> [Source excerpt]
-- begin --

Numerous studies projecting future global economic growth have suggested that by and in most cases well before 2050, the Chinese economy will be the largest single national economy. Some studies, however, suggest that Indian economic growth will exceed China over the next 40 years, and by 2050 the Indian economy will be the largest in the world. Views that the Indian economy will rank second or third in the global economy are generally seen as more common.
A recent Citigroup Global Markets study finds
China should overtake the US to become the largest economy in the world by 2020, then be overtaken by India by 2050.The Chinese political-social system as well as current demographic trends are expected begin to act as a drag on its economic growth, while Indian democracy and the greater openness of Indian society is expected to lead to higher levels of competitiveness.

-- end --

> [Source material]
-- begin --

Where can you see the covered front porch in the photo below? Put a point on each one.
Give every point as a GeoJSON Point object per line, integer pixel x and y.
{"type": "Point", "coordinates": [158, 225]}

-- end --

> [Problems]
**a)** In the passage above on projections of global economic growth, why does the Citigroup Global Markets study expect India to overtake China by 2050? Answer in one to three sentences.
**b)** According to the passage above on projections of global economic growth, by what year should China overtake the US as the world's largest economy in the Citigroup Global Markets study?

> [Correct answers]
**a)** The study expects China's political-social system and its current demographic trends to start dragging on its economic growth. Meanwhile, Indian democracy and the greater openness of Indian society are expected to bring higher levels of competitiveness.

**b)** 2020